Stored entries:
[Start of Attachment]
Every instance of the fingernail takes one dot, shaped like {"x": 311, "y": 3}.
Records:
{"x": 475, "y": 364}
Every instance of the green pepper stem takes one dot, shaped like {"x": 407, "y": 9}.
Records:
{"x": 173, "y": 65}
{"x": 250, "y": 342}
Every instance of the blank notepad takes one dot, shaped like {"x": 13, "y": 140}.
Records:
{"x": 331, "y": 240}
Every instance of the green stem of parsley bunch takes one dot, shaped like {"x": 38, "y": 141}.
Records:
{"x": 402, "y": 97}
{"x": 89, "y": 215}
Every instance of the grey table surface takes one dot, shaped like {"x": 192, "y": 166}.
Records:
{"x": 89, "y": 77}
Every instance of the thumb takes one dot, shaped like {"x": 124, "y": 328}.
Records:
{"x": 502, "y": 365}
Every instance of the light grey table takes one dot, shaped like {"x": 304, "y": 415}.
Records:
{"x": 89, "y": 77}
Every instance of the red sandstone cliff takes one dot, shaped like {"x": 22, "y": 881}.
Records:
[End of Attachment]
### Task directions
Every line in the records above with the string "grey" in it should be shown.

### Task response
Every instance of the grey table surface takes one dot, shaped like {"x": 192, "y": 166}.
Every instance of the light grey table takes one dot, shaped like {"x": 304, "y": 415}.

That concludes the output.